- Born: May Hannah Cravath August 18, 1873 St. Charles, Minnesota, U.S.
- Died: November 19, 1959 (aged 86)
- Occupation: Physician
- Years active: 1898–1957
- Known for: Establishing hospitals in Tennessee
- Notable work: Doctor Woman of the Cumberlands

= May Cravath Wharton =

American physician (1873–1959)

May Cravath Wharton (1873–1959) was an American physician. She is known for her pioneering medical work in Cumberland County, Tennessee, for providing medical care to the people of the Cumberland Plateau during the 1919 flu pandemic, and for establishing hospitals and clinics in rural Tennessee. She settled in Tennessee in 1917 with her husband and was the resident physician at Pleasant Hill Academy. Born in Minnesota, Wharton attended Carleton College and graduated from the University of North Dakota. She earned her medical degree from the University of Michigan. She wrote the 1953 autobiography Doctor Woman of the Cumberlands.

==Early life and education==
May Cravath was born on a farm in St. Charles, Minnesota, on August 18, 1873. Her uncle was Erastus Milo Cravath, a pastor and activist who helped to found Fisk University.

From 1890 to 1893 she attended Carleton College in Northfield. She was elected class president in her first year, was a member of the Gamma Delta Society, a women's literary society, and organized women's athletics. She earned her bachelor's degree at the University of North Dakota in 1895 and in 1896 voyaged to Europe with classmates and faculty from Carleton, touring Germany, France, and Switzerland. She was briefly engaged to fellow student William C. Allen. Upon her return to the United States, she taught at the University of North Dakota from 1898 to 1899. She later continued her education at the University of Michigan, earning a medical degree there in 1903.

EXERCISE DIRECTIONS ▸
Resume the biographical article on May Cravath Wharton, starting after its final sentence about her 1903 medical degree from the University of Michigan.

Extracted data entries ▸
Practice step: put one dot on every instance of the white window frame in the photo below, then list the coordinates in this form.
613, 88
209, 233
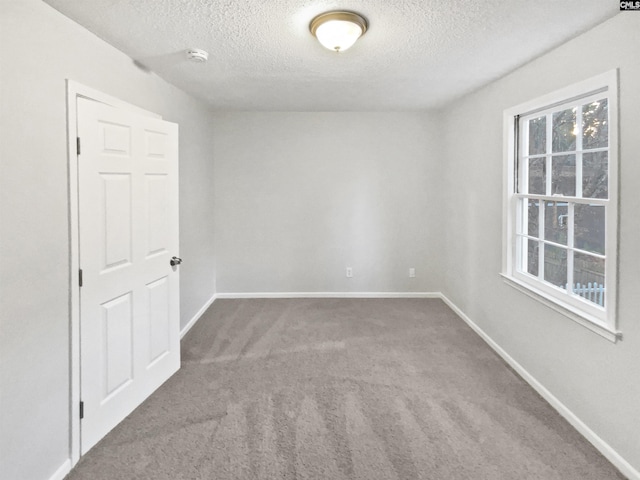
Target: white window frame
601, 320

ANSWER TO THIS TASK ▸
==Career==
Following her graduation from the University of Michigan, Cravath moved to Atlanta, Georgia. She established a medical practice there and married Congregational minister Edwin Wharton. They moved to Cleveland, Ohio, in 1907 and founded a settlement house where she served as its resident physician. They moved again to New Hampshire in 1909 where May continued her medical practice. May wrote an article on braided rug making for the magazine The House Beautiful in 1917.

The Whartons moved to Cumberland County, Tennessee, in 1917 where Edwin had secured a position as the principal of Pleasant Hill Academy, a boarding school for disadvantaged youths established by the American Missionary Association. May taught health courses there and was employed as a physician for students and staff members. Aside from Mary T. Martin Sloop, she was the only woman physician to practice medicine in Central Appalachia. During the 1919 flu pandemic she provided medical care for families throughout the Cumberland Plateau, traveling on country roads by buggy, mule, and horse to visit her patients. She was known as "Doctor May" and earned renown for her determination and compassionate care. As the epidemic raged across the state, she bore witness to its devastating effects on rural Tennesseans, who lacked hospital facilities and trained medical personnel. Along with her staff, Wharton established "homemade Chautauquas" and public outreach programs in local schools.

Following Edwin's death in 1920, May continued serving as a community physician in Pleasant Hill, founding a three-room hospital with Alice Adshead and Elizabeth Fletcher. Wharton raised funds to construct the Uplands Sanatorium by 1922. Following the construction of the Memphis to Bristol Highway (now Tennessee State Route 1) in 1927, she established clinics in nearby communities and provided outreach programs for their residents. The construction of a general hospital (later known as Cumberland General) in 1935 and an annex in 1938 was accomplished through fundraising in New England. Wharton worked to establish cooperative health centers in rural communities and staffed monthly clinics in Big Lick, Tennessee.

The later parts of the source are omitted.